▶ **TEXT**
I don't particularly care much for Masereel's actual illustration style here. Nothing wrong with it, certainly, but just not a personal preference. Although I am always impressed that people can work ANY level of detail into woodcuts, so that's worth looking at. But what I'm really struck by here is Masereel's storytelling ability. He does a phenomenal job conveying the action, one panel to the next. Not only the physical actions of people's movements or what-have-you, but the metaphorical actions as well. In none of the stories was I ever at a loss for exactly what Masereel was trying to convey at either the functional or symbolic levels.

And it's not like Masereel had much in the way of prior examples. His work predates Buck Rogers, Little Orphan Annie, Popeye, Gasoline Alley and any number of other comics. He wasn't entirely working in vacuum, of course, but I doubt many American comic strips got translated and shipped overseas and approximate contemporaries like Hergé would still be another decade or so before their work started getting published. So Masereel had to create a lot of the ideas himself.

Even more interesting, I found "The Idea" in particular still quite relevant and poignant. It clearly still has hallmarks of the early 20th century, most notably in the specific instances of media outlets (snail mail, old school printing presses, etc.) but the work is a bit heavier on symbolism anyway. In fact, the Idea noted in the title is actually depicted as a (usually) nude woman, so that a man photographs her with a daguerreotype camera instead of an iPhone is rather immaterial. The Idea character is only an avatar for an abstract concept anyway, so it's not a leap to assume the actual envelope the artist originally puts her in is a physical manifestation of the email icon on your desktop.

I linked to the edition I picked up, but I'm sure any version you might come across would be worthwhile. Definitely a fascinating aspect of comic history that deserves wider recognition.

▶ **EXERCISE INSTRUCTIONS**
Please output the review of Masereel's woodcut stories word for word, from start to finish. The material that comes after has no connection to the review of Masereel's woodcut stories.

[Location identification entries]
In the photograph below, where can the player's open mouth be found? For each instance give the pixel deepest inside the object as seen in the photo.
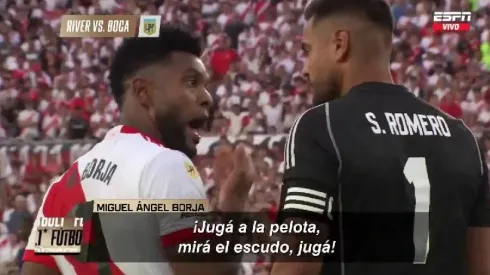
(194, 126)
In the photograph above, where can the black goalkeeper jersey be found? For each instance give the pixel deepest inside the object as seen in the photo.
(397, 181)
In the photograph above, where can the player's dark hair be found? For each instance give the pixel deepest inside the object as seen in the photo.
(376, 11)
(136, 53)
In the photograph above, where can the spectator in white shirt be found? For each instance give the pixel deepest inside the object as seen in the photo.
(273, 113)
(28, 121)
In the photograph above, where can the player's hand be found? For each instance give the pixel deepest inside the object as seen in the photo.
(235, 190)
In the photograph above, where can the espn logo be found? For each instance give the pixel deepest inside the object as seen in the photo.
(451, 21)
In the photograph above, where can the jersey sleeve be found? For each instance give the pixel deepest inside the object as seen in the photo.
(481, 210)
(171, 175)
(310, 168)
(29, 255)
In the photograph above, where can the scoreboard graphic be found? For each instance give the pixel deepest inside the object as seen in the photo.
(58, 235)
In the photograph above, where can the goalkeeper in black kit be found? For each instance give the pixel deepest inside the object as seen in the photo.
(399, 185)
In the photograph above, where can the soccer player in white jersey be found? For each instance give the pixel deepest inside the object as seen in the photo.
(159, 84)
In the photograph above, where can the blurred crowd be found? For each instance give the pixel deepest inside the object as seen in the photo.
(55, 102)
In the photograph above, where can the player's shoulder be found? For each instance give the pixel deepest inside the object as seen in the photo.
(311, 119)
(310, 127)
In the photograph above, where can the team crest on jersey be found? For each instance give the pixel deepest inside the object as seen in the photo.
(191, 170)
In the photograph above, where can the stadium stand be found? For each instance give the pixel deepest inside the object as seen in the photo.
(55, 102)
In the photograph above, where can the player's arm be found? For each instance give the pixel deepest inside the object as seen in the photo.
(168, 177)
(39, 264)
(310, 184)
(479, 230)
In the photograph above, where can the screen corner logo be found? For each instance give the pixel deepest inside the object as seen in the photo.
(451, 21)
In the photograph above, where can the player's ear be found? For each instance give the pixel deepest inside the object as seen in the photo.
(341, 40)
(142, 93)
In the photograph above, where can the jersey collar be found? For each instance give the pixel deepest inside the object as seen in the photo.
(124, 129)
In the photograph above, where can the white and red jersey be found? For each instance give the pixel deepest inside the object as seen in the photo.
(125, 165)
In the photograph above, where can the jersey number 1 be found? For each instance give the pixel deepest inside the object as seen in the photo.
(415, 172)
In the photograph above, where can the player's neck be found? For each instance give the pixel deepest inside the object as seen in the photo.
(366, 73)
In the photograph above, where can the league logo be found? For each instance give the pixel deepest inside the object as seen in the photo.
(149, 26)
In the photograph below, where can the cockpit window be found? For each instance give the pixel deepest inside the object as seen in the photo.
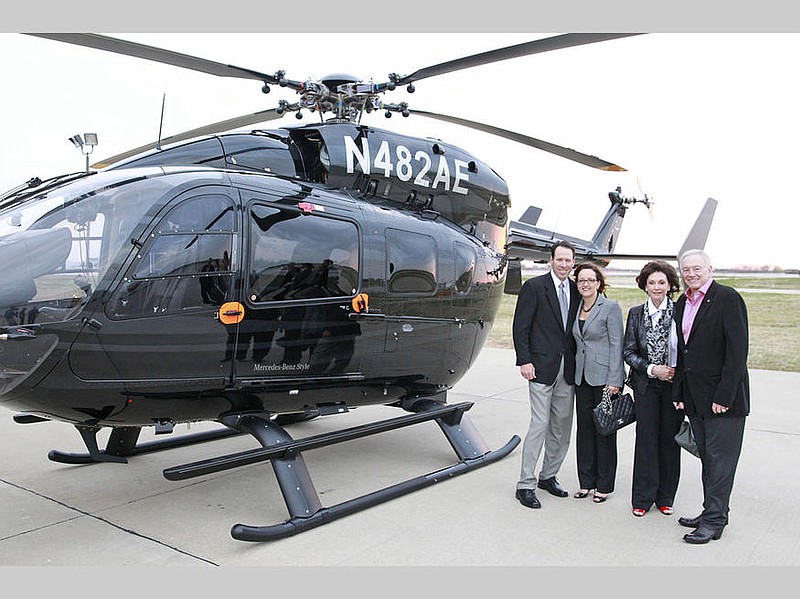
(186, 265)
(61, 244)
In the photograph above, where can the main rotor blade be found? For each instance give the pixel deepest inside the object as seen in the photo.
(110, 44)
(539, 144)
(558, 42)
(239, 121)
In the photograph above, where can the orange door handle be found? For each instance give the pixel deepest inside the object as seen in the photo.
(231, 313)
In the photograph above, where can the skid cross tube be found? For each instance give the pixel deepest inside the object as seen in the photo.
(287, 446)
(302, 501)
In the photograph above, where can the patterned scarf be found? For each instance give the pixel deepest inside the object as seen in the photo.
(658, 336)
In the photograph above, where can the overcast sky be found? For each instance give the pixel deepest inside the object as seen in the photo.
(689, 115)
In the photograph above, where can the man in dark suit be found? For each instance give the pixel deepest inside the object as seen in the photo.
(545, 349)
(711, 385)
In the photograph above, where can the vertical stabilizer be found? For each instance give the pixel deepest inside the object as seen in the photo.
(696, 239)
(605, 238)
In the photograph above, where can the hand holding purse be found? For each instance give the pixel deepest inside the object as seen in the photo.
(685, 438)
(613, 412)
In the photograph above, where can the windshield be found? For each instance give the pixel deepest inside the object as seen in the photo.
(56, 246)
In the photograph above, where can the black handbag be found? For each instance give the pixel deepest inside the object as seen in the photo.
(613, 412)
(685, 438)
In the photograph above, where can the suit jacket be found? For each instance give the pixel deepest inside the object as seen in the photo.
(712, 364)
(539, 336)
(598, 358)
(634, 349)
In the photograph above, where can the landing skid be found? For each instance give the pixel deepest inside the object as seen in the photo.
(122, 444)
(305, 509)
(285, 454)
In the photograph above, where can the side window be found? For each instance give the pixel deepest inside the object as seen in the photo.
(186, 264)
(411, 262)
(299, 256)
(464, 260)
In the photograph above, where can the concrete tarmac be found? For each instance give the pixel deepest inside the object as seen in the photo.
(130, 515)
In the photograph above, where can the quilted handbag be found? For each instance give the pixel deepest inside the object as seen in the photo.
(685, 438)
(613, 412)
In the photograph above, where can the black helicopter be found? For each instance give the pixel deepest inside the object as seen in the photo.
(259, 278)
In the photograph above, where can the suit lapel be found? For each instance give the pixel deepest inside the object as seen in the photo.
(593, 314)
(677, 316)
(552, 298)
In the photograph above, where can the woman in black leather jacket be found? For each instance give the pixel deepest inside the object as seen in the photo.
(650, 349)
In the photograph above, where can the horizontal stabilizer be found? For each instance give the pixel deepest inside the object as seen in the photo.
(531, 215)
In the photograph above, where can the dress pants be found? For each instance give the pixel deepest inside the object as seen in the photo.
(657, 457)
(596, 454)
(550, 426)
(719, 441)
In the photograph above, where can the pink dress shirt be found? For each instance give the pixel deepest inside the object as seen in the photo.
(693, 303)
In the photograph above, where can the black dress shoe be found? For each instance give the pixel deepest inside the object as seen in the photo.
(689, 522)
(703, 535)
(551, 486)
(527, 497)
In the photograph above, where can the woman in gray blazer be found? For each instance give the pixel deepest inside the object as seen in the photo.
(598, 336)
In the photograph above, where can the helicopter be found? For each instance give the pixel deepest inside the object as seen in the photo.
(263, 277)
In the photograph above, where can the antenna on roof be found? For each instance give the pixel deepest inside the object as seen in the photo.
(161, 121)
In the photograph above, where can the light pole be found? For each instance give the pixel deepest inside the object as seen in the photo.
(89, 140)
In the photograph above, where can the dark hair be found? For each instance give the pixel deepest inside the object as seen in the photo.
(663, 267)
(597, 271)
(565, 244)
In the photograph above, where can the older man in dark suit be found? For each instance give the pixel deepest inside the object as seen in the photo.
(545, 349)
(711, 385)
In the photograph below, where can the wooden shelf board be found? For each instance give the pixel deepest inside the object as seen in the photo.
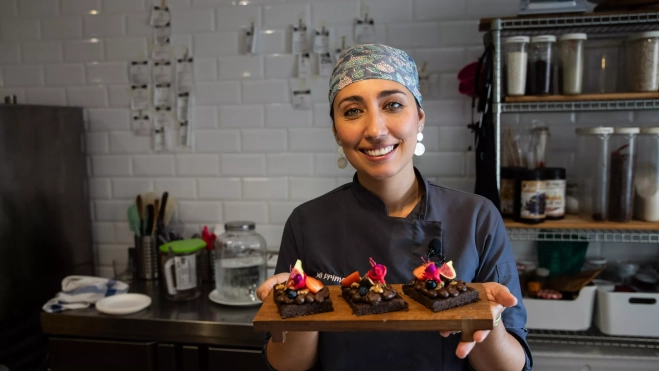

▶ **SOLUTION TO THIS EXERCISE**
I don't particularly care much for Masereel's actual illustration style here. Nothing wrong with it, certainly, but just not a personal preference. Although I am always impressed that people can work ANY level of detail into woodcuts, so that's worth looking at. But what I'm really struck by here is Masereel's storytelling ability. He does a phenomenal job conveying the action, one panel to the next. Not only the physical actions of people's movements or what-have-you, but the metaphorical actions as well. In none of the stories was I ever at a loss for exactly what Masereel was trying to convey at either the functional or symbolic levels.

And it's not like Masereel had much in the way of prior examples. His work predates Buck Rogers, Little Orphan Annie, Popeye, Gasoline Alley and any number of other comics. He wasn't entirely working in vacuum, of course, but I doubt many American comic strips got translated and shipped overseas and approximate contemporaries like Hergé would still be another decade or so before their work started getting published. So Masereel had to create a lot of the ideas himself.

Even more interesting, I found "The Idea" in particular still quite relevant and poignant. It clearly still has hallmarks of the early 20th century, most notably in the specific instances of media outlets (snail mail, old school printing presses, etc.) but the work is a bit heavier on symbolism anyway. In fact, the Idea noted in the title is actually depicted as a (usually) nude woman, so that a man photographs her with a daguerreotype camera instead of an iPhone is rather immaterial. The Idea character is only an avatar for an abstract concept anyway, so it's not a leap to assume the actual envelope the artist originally puts her in is a physical manifestation of the email icon on your desktop.

I linked to the edition I picked up, but I'm sure any version you might come across would be worthwhile. Definitely a fascinating aspect of comic history that deserves wider recognition.